**TASK OBJECTIVE**
Output every line of the listing below without any change.

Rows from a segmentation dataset
···
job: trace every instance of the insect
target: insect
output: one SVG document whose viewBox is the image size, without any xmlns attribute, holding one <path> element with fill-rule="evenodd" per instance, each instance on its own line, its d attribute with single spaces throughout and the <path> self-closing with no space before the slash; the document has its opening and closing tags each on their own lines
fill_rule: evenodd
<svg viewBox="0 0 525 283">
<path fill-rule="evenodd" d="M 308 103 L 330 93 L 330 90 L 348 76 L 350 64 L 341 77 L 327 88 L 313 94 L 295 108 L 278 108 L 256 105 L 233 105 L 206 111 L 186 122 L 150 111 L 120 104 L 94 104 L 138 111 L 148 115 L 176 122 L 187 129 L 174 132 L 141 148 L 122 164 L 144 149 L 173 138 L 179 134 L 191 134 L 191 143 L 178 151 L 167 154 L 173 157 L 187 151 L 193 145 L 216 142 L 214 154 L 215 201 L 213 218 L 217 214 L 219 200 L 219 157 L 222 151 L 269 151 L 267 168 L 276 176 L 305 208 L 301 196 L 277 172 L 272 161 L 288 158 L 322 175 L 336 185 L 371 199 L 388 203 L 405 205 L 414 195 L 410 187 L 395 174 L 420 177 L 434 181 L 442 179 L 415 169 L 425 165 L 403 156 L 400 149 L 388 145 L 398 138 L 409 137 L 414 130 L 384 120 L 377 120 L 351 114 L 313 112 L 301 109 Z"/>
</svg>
···
**CORRECT ANSWER**
job: trace every instance of the insect
target: insect
output: one SVG document whose viewBox is the image size, without any xmlns attribute, holding one <path> element with fill-rule="evenodd" per instance, each instance on its own line, its d attribute with single spaces throughout and the <path> self-closing with no space before the slash; the document has its opening and closing tags each on their own lines
fill_rule: evenodd
<svg viewBox="0 0 525 283">
<path fill-rule="evenodd" d="M 308 103 L 330 93 L 330 90 L 348 76 L 350 64 L 341 77 L 327 88 L 313 94 L 295 108 L 278 108 L 256 105 L 233 105 L 206 111 L 186 122 L 150 111 L 120 104 L 94 104 L 138 111 L 148 115 L 176 122 L 187 129 L 174 132 L 141 148 L 122 164 L 144 149 L 173 138 L 179 134 L 191 134 L 191 143 L 178 151 L 167 154 L 173 157 L 187 151 L 193 145 L 216 142 L 214 154 L 215 201 L 213 218 L 217 214 L 219 200 L 219 157 L 222 151 L 269 151 L 267 168 L 276 176 L 305 208 L 301 196 L 277 172 L 272 161 L 288 158 L 322 175 L 336 185 L 371 199 L 388 203 L 405 205 L 414 195 L 410 187 L 395 174 L 420 177 L 434 181 L 442 179 L 415 169 L 425 165 L 403 156 L 400 149 L 388 145 L 398 138 L 409 137 L 414 130 L 384 120 L 377 120 L 351 114 L 313 112 L 301 109 Z"/>
</svg>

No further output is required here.